== ITEMS ==
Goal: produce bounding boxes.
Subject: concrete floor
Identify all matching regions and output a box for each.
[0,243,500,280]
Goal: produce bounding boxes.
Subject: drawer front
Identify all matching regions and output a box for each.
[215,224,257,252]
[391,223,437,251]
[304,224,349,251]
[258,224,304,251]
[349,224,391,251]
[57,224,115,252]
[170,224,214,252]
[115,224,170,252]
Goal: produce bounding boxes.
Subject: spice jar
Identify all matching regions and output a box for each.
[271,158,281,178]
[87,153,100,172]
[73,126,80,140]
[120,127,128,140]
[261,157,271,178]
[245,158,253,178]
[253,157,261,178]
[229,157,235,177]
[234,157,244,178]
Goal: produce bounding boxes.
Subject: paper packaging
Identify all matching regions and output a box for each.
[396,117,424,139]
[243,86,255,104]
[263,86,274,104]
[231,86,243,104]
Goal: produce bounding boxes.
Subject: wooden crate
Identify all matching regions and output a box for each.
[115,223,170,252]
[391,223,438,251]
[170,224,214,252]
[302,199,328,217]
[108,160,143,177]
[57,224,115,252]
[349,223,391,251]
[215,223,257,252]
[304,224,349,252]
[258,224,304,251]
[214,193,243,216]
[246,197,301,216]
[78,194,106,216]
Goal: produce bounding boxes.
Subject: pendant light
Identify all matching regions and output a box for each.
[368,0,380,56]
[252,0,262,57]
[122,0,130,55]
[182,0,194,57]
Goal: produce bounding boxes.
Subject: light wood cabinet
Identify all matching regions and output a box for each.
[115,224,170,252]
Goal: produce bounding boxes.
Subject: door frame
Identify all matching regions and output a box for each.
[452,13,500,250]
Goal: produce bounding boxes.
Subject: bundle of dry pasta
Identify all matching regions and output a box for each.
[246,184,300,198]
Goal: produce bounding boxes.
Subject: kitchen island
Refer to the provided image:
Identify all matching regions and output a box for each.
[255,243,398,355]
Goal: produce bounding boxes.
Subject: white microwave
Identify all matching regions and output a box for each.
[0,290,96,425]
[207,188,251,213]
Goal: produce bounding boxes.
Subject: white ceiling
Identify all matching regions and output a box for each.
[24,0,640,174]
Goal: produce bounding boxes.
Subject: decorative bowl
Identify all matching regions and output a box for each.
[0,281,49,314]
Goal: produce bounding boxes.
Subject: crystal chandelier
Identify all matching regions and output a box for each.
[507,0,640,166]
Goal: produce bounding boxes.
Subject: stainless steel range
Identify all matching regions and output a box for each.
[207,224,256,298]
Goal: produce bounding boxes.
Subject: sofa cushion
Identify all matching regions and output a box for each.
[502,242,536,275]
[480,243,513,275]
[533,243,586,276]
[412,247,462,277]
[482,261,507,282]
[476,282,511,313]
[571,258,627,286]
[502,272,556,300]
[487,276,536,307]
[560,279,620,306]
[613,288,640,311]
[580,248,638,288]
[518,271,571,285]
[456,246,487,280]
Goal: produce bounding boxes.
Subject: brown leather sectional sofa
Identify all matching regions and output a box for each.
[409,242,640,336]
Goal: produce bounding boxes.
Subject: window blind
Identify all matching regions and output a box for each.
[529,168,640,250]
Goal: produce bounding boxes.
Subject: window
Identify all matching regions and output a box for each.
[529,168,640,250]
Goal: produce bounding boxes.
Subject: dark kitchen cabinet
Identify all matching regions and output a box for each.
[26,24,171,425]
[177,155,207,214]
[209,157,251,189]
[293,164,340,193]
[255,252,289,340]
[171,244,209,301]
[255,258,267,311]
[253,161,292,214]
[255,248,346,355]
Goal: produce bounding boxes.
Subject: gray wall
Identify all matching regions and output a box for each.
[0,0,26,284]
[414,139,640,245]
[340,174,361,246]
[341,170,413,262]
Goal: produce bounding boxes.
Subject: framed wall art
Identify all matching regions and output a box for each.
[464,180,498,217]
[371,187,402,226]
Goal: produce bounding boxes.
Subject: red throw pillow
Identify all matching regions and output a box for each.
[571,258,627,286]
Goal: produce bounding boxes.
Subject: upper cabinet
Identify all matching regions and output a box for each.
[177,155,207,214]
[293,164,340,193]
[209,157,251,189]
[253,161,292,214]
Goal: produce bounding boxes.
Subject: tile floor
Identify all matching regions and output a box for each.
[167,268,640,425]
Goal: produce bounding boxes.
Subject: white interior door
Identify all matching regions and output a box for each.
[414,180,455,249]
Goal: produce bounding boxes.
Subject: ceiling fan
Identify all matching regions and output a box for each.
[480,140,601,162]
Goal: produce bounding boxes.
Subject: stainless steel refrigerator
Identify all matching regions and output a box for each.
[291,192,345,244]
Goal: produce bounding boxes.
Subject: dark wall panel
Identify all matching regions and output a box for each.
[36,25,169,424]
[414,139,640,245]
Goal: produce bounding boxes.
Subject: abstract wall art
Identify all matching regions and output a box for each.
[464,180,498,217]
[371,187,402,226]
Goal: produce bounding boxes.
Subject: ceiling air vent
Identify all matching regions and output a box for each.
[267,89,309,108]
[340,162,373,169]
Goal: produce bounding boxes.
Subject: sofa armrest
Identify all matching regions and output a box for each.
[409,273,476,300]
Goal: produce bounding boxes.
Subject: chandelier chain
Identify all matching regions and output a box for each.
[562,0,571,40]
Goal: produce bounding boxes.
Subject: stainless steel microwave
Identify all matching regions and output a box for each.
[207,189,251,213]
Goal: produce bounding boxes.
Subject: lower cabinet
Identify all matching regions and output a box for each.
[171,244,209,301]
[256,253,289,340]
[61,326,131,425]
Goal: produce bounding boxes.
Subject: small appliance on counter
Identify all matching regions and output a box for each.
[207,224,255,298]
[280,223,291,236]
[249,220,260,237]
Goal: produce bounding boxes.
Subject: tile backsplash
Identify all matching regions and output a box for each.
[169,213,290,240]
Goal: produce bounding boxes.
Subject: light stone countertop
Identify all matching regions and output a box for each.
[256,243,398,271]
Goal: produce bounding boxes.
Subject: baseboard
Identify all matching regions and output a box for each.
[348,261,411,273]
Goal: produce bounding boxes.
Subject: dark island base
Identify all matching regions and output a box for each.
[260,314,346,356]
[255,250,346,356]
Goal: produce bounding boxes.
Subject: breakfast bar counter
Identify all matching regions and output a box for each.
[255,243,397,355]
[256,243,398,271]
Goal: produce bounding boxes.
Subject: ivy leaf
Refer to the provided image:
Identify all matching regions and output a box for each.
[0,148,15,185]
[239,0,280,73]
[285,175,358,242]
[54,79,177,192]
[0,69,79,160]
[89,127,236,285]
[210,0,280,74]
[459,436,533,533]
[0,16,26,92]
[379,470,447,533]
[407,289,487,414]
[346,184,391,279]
==
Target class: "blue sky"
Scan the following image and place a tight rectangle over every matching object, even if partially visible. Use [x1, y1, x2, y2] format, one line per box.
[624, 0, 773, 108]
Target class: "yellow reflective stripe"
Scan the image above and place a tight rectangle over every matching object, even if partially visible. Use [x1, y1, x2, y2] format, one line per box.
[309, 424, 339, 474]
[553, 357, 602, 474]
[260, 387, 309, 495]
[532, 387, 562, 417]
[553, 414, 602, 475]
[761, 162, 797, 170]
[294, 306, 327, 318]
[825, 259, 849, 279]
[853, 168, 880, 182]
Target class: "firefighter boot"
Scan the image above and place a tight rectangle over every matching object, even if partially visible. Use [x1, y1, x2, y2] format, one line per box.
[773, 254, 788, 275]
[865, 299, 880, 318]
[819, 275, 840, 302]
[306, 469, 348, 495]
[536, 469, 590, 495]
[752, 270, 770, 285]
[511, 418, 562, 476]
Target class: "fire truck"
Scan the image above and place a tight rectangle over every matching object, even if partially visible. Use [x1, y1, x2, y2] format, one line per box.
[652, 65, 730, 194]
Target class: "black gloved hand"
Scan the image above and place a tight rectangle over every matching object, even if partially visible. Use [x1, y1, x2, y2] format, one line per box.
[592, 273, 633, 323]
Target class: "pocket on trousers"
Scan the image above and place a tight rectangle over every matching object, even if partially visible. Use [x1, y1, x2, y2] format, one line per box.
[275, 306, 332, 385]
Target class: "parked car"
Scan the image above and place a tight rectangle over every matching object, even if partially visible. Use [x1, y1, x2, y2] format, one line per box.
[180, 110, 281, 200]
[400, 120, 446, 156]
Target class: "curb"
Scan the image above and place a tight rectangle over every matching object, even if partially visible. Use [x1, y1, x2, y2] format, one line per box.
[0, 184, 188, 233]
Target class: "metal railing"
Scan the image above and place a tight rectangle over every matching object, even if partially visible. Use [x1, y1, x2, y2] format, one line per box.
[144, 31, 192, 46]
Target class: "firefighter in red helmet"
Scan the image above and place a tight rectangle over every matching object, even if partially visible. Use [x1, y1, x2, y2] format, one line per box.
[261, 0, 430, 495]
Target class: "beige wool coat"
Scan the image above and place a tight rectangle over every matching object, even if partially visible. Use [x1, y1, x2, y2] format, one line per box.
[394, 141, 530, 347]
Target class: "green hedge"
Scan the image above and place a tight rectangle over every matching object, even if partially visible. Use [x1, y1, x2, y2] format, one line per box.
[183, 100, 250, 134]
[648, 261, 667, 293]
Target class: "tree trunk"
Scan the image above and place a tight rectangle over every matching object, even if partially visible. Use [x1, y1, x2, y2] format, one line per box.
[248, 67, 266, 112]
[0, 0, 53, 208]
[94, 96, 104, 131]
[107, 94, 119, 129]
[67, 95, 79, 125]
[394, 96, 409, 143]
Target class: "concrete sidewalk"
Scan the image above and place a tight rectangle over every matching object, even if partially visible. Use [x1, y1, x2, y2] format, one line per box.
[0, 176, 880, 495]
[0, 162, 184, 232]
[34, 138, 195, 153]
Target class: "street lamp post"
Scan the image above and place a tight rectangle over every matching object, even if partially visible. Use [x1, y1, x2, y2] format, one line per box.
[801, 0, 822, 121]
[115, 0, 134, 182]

== GIVEN REQUEST ==
Give only the number of lines in the material above that contain the word "white".

== THE OUTPUT ==
3